■ What is being asked
Please return all lines of the data below containing the string "Kindly".

■ The data
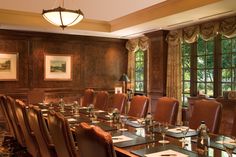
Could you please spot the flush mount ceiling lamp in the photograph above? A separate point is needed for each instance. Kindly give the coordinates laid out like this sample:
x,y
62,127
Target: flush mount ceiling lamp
x,y
63,17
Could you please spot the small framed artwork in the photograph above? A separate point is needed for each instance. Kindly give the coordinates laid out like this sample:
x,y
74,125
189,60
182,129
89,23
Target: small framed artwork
x,y
118,90
58,67
8,66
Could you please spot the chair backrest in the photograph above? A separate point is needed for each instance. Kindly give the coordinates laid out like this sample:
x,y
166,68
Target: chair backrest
x,y
93,141
233,132
139,106
61,135
30,141
166,110
119,101
3,107
101,100
10,107
40,130
88,97
206,110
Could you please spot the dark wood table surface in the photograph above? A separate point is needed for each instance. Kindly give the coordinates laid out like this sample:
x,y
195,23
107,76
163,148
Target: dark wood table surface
x,y
141,142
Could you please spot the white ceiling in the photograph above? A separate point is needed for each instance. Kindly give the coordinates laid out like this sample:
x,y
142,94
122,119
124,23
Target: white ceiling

■ Solution to the exercise
Could you please spot the flush mount ceiling lamp in the photograph above? A separate point is needed for each instance. Kindly give the coordinates laid out like this sample:
Could you please spot the small framed artwork in the photograph above? A separate point is needed for each instance. Kindly give the coordinates laid out like this sample:
Could you please spot the chair backrest in the photograph above? A separate point is needed for each instance. Kindly give the coordinates laid out like this sample:
Could you please spot the dark wood table surface in the photograph above? A separate point is needed for each instance. Kindly give the coordinates laid out like this sample:
Could you please spot the white ceiling in the photograph above? A separate point is needed for each instance. Kindly give the coordinates laid out like this sample:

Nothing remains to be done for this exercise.